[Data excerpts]
--

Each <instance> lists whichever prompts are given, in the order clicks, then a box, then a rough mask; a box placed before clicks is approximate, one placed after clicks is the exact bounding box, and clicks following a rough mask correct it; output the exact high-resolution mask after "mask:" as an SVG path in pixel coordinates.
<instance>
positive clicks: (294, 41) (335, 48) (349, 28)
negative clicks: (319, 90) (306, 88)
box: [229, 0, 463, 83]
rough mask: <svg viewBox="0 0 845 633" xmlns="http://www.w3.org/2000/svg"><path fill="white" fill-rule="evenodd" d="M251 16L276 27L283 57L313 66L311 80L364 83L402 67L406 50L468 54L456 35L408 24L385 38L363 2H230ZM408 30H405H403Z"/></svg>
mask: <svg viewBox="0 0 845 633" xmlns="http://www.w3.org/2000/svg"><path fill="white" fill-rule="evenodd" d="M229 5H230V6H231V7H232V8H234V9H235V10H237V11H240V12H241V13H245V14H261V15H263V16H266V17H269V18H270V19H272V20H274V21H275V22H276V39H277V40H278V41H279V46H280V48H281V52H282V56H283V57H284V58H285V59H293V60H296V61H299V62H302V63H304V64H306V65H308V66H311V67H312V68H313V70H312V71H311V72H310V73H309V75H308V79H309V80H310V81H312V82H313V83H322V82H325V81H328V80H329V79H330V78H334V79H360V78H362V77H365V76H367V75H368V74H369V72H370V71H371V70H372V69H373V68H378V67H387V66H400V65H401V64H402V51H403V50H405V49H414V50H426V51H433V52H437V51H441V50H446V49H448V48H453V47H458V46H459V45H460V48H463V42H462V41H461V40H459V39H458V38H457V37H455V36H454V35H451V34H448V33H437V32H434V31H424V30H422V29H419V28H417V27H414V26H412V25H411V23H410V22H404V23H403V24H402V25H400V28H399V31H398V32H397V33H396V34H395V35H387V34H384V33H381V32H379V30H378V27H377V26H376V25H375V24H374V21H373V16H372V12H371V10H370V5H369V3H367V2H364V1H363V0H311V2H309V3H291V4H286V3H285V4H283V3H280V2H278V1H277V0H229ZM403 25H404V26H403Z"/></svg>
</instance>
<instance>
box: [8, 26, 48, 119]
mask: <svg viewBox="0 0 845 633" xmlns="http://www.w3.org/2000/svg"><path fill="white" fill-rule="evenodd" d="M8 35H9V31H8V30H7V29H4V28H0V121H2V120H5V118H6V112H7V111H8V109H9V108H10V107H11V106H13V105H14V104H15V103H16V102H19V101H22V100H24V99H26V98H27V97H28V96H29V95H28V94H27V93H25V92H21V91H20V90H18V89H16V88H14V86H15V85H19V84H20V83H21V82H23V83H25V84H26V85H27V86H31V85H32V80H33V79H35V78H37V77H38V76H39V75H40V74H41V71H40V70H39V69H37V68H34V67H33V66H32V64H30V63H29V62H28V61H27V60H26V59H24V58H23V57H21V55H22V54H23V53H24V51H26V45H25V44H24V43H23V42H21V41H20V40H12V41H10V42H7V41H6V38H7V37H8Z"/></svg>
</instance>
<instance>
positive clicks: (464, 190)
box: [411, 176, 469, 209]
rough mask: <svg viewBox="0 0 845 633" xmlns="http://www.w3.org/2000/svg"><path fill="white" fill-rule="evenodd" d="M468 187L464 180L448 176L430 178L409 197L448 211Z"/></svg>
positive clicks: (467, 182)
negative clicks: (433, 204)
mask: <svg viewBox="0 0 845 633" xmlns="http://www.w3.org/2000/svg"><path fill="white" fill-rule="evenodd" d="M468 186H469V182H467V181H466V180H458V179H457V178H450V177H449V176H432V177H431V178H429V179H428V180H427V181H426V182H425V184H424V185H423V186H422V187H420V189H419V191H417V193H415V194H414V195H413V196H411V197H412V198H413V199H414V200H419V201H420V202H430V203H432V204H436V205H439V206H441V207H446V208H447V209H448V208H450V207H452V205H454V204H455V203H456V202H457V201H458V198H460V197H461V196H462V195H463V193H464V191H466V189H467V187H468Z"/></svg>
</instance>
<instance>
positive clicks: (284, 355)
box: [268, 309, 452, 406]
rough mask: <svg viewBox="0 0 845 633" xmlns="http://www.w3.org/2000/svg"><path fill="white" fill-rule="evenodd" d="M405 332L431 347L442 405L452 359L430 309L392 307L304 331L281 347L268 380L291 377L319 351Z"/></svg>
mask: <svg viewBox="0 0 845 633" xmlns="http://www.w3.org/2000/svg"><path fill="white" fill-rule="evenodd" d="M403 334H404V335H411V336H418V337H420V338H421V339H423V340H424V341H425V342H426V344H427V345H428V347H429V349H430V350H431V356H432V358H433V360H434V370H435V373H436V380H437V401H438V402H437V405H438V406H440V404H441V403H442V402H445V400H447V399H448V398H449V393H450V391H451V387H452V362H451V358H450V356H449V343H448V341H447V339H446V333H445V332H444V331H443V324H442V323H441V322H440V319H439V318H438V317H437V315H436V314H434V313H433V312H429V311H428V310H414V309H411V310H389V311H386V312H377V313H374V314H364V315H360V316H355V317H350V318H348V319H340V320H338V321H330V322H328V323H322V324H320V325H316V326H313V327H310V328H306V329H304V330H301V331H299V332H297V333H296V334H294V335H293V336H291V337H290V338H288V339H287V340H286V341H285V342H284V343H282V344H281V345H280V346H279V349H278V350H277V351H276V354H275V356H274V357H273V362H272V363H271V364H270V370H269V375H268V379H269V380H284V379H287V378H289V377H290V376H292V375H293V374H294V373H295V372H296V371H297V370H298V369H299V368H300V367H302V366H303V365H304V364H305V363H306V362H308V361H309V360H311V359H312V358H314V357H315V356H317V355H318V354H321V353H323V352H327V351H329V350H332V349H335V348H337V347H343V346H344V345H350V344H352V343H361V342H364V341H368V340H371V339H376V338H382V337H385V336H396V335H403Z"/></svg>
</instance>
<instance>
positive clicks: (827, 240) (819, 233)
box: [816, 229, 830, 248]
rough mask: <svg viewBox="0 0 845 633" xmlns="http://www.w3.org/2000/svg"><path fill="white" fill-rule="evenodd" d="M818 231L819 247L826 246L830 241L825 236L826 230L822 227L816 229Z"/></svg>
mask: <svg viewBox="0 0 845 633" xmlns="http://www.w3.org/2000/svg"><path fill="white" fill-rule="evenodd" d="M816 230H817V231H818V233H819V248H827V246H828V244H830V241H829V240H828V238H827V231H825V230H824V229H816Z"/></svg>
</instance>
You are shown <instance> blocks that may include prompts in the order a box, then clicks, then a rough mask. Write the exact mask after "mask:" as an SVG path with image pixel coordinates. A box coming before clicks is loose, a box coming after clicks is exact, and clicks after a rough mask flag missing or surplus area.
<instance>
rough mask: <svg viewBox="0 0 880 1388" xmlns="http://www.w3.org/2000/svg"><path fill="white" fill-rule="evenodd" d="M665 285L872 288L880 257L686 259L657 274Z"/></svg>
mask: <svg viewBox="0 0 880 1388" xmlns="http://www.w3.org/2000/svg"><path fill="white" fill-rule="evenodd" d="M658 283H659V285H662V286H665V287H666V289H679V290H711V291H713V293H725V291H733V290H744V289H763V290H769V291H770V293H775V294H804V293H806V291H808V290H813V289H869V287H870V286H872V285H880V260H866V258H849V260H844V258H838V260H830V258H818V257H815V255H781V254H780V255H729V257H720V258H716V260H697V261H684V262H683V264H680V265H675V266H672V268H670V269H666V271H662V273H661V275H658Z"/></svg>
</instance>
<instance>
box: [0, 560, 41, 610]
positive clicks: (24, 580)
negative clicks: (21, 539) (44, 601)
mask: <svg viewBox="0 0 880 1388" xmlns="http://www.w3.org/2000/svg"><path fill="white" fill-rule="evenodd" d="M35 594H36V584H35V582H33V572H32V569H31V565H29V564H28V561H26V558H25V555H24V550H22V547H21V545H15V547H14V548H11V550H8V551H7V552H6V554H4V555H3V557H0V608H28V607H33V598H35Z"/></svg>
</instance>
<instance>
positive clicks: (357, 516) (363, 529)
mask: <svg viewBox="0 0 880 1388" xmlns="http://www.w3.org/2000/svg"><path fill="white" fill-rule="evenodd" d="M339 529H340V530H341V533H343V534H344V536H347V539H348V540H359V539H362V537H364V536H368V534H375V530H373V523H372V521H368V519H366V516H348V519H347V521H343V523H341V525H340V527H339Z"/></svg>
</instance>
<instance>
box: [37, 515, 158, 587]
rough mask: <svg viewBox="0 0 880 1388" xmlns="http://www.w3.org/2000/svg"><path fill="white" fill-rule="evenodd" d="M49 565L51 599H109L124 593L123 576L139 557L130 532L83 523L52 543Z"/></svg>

--

● Your instructions:
Only the lines from the start of the data to the line holding "box: [229, 0, 463, 83]" are wanted; return them exactly, both ends included.

● Response to this task:
Each <instance> lists whichever prompts are given, in the order clicks, then a box, then a rough mask; a box placed before clicks is approximate, one placed after clicks is the exact bounding box, and clicks following a rough mask correct it; output the exact high-resolution mask after "mask:" as an SVG path in pixel coordinates.
<instance>
positive clicks: (294, 41) (335, 48) (349, 28)
negative clicks: (319, 90) (306, 88)
box: [229, 0, 463, 83]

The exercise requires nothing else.